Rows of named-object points
+===+
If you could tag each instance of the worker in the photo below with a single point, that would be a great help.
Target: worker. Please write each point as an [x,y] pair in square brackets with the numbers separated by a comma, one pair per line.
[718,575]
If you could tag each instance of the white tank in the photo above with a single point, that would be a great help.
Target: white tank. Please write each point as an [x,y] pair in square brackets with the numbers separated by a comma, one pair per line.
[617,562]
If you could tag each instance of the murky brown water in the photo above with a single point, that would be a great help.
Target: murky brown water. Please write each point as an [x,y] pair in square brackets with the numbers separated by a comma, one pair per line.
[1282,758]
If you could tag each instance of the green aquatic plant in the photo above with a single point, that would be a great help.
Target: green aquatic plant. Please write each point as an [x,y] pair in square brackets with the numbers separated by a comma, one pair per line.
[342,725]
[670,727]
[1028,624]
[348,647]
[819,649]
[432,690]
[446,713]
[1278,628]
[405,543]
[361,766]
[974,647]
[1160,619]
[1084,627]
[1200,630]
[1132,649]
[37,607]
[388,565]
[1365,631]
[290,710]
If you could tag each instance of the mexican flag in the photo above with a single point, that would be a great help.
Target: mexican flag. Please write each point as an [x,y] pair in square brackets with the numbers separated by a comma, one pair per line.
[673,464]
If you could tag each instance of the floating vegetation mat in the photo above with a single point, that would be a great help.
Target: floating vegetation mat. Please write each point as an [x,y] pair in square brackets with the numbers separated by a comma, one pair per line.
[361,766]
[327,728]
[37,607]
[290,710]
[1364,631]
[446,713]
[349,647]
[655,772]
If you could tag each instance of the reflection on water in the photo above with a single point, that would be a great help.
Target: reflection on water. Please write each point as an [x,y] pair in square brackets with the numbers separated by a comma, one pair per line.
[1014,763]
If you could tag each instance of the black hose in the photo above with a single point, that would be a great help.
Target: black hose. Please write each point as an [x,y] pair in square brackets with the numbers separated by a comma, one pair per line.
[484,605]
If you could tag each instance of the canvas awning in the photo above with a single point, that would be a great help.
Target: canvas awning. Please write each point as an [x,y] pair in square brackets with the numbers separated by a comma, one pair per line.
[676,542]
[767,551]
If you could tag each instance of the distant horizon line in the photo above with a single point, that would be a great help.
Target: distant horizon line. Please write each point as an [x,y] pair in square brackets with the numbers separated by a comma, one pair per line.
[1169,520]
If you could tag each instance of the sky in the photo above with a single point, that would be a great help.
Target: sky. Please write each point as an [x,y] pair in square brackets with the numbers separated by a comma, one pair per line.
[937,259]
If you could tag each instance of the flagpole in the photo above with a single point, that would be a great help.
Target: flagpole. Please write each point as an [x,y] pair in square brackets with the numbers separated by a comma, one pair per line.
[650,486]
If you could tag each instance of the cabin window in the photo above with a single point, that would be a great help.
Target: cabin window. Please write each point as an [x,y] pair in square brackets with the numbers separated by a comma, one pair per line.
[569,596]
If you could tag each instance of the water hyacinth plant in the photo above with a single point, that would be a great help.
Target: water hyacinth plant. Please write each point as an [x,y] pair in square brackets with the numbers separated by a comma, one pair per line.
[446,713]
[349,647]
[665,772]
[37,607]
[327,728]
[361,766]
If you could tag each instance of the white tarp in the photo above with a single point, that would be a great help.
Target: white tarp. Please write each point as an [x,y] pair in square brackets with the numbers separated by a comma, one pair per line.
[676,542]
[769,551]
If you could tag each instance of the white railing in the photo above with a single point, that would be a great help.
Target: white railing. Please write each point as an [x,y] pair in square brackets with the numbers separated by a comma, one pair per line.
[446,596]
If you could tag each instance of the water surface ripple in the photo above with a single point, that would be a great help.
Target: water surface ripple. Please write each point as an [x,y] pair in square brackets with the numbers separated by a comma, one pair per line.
+===+
Please copy every one of the rows above word for word, in the same order.

If you could tag each instance of the worker in the photo below with a single point, that would be a great help.
Target: worker. Please write each point as an [x,y] pair in square brackets with the numbers separated by a comma, one pair per line.
[718,575]
If you could tag each instance of the white tank in the photo above with a single point, that would be a great help.
Target: white tank. Please write each point as an [x,y] pair in square brackets with the numbers separated by a comma, one pair per line.
[617,562]
If you could tag each instance of the murky brown water in the photo above with a single point, that would be a great help.
Target: murky brown water. Please write each point as an [x,y] pair in square brackets with the numbers separated by a comma, one pair per line.
[1282,758]
If you could tag each instance of the green aquatic plant in the photo above with a single point, that would be a great help.
Target: green aquatic plant. Please write each point as an [x,y] pair in square brackets with the numbers separated by a comma, one pair per line.
[342,725]
[670,727]
[1028,624]
[348,647]
[819,649]
[432,690]
[446,713]
[1278,628]
[405,543]
[361,766]
[974,647]
[1160,619]
[1084,627]
[1200,630]
[1132,649]
[37,607]
[388,565]
[1365,631]
[290,710]
If you could tag each instance of the mexican flag in the photo above with a single point, that would be a great help.
Target: mexican flag. Please write each point as an [x,y] pair in square brackets with the numbers separated by a comma, one pair per line.
[673,464]
If you could tag each instance of the floating vegetation mat in the photo above with a single point, that would be a great help.
Target: floating vegetation mat. Please write each point as an [x,y] pair in square brackets with the numbers separated by a comma, one pair per line.
[361,766]
[327,728]
[37,607]
[290,710]
[1364,631]
[446,713]
[349,647]
[655,772]
If you could tag each instance of the reflection on water in the photo above with a single point, that would be a great help.
Target: reflection on water. Please write each point as an [x,y] pair in square brackets with the numbers separated by a comma, one pair per line.
[1014,763]
If you could tag each instance of the black hose in the photo above with a single point, that would be a great help.
Target: black hose. Please write each point as an [x,y] pair in square brackets with the numbers separated by a comma, one pair per line.
[484,605]
If you could tag each instance of the canvas awning in the photo above with a single point, that would be a great help.
Target: canvas awning. Please write each point as an [x,y] pair in square brackets with the numbers separated by a comma, one pair per line.
[676,542]
[767,551]
If you could tag each instance of the distant horizon line in the photo above with a single point, that would be a great help.
Target: distant horizon line. Please write each point as an [x,y] pair in square brackets with the numbers separated by a comma, one pair per line.
[1169,520]
If you could tag each instance of the sky in the photo above with a single point, that would be a great help.
Target: sky. Please write each point as an [x,y] pair in square brackets with the numbers separated by a comma, one pair per line.
[937,259]
If you could tag each instance of the flagpole in the photo above with a single point, that would be a great help.
Target: flagpole. Please write each point as an [x,y] pair in square brackets with the numbers separated by a comma, one pair per line.
[650,486]
If you could tag each instance of the cabin window in the photo above with a single point, that would be a great help.
Target: cabin window. Please write each point as an [x,y] pair in square brackets with the numbers separated by a comma, one pair per line.
[569,596]
If you could tag each instance of the water hyacinth plant in the photo above with a single point, that would be a great help.
Target: water hyacinth plant. Please write each point as an [x,y] pair in square brackets with the numbers separated by a comma, one pair per line.
[446,713]
[349,647]
[665,772]
[37,607]
[327,728]
[361,766]
If you could tag each instance of the white tarp in the photo above with a single point, that would be a great help.
Target: white tarp. Please write each point as an [x,y] pair in square brackets with the numbers separated by a comma, one pair per line.
[676,542]
[769,551]
If you could tag each instance of the white railing in the photo above with a single point, that would be a great help.
Target: white railing. Please write each point as an [x,y] pair in square brackets with the numbers separated by a comma, one pair per line.
[446,596]
If you could tag each instance of the water surface ripple in the photo above with a single point, that would be a great help.
Target: water surface ripple. Please write each point as an [x,y] pair in square brackets with the numbers separated by a comma, one pair per line.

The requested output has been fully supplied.